Help with hierarchical structure without hierarchical relation field...

  • Hi,

    Our software has 2 tables for accounting information. There's an hierarchy between the accounts but there's no hierarchical fields, the relation is determined by the account number itself (account 111 and 112 are children of 11).

    We have a query that shows all the accounts balance where the parent has the children balances also.

    Since there's no hierarchical field we are getting the results by using the LEFT operator to compare the accounts...

    CREATE TABLE accounts (accountId VARCHAR(10))

    CREATE TABLE accountMovs (accountId VARCHAR(10), debit INT, credit INT)

    GO

    INSERT INTO dbo.accounts VALUES ('11')

    INSERT INTO dbo.accounts VALUES ('111')

    INSERT INTO dbo.accounts VALUES ('112')

    INSERT INTO dbo.accounts VALUES ('12')

    INSERT INTO dbo.accounts VALUES ('121')

    INSERT INTO accountMovs VALUES ('11', 10, 0)

    INSERT INTO accountMovs VALUES ('111', 10, 20)

    INSERT INTO accountMovs VALUES ('112', 10, 10)

    INSERT INTO accountMovs VALUES ('1121', 0, 10)

    INSERT INTO accountMovs VALUES ('1121', 5, 5)

    INSERT INTO accountMovs VALUES ('12', 0, 10)

    INSERT INTO accountMovs VALUES ('121', 10, 10)

    GO

    SELECT t0.accountId, SUM(t1.debit), SUM(t1.credit)

    FROM accounts t0

    LEFT JOIN accountMovs t1 ON t0.accountId = SUBSTRING(t1.accountId, 1, LEN(t0.accountId))

    GROUP BY t0.accountId

    The results are the expected but with large tables the query takes too long to execute (over 2h or more with 3.000.000 account moves).

    We thought having just the = operator on the accountId and let the software do the SUM on the related account but still it's very slow, the only difference is that's no longer a database problem and is a software problem...).

    Is there a way of doing this with OVER or another command or use an iTVF to "simulate" the hierarchical field?

    Thanks,

    Pedro



    If you need to work better, try working less...

+ + +

● YOUR TASK:
In the forum post about the account hierarchy, what determines the parent-child relation between accounts?

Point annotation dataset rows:
+ + +

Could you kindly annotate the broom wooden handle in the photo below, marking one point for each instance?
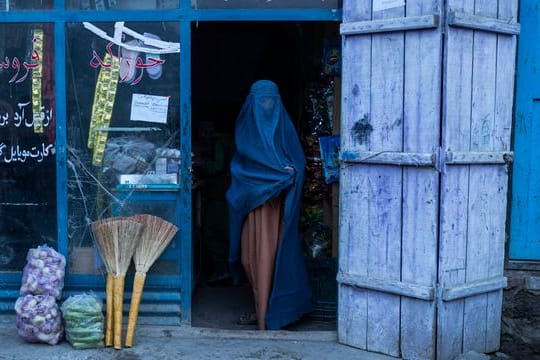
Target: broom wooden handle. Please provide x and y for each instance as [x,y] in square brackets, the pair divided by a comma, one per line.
[138,284]
[109,289]
[118,299]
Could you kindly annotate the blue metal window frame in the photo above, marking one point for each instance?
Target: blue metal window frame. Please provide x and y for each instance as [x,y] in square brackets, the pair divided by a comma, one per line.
[185,16]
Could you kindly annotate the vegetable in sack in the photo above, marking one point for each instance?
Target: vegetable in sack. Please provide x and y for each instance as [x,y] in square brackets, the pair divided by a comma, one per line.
[44,272]
[84,321]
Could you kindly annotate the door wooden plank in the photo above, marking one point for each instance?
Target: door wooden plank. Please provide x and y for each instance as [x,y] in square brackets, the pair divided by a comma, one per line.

+ + +

● RESULT OF THE TASK:
The account number itself determines it; for example, accounts 111 and 112 are children of 11.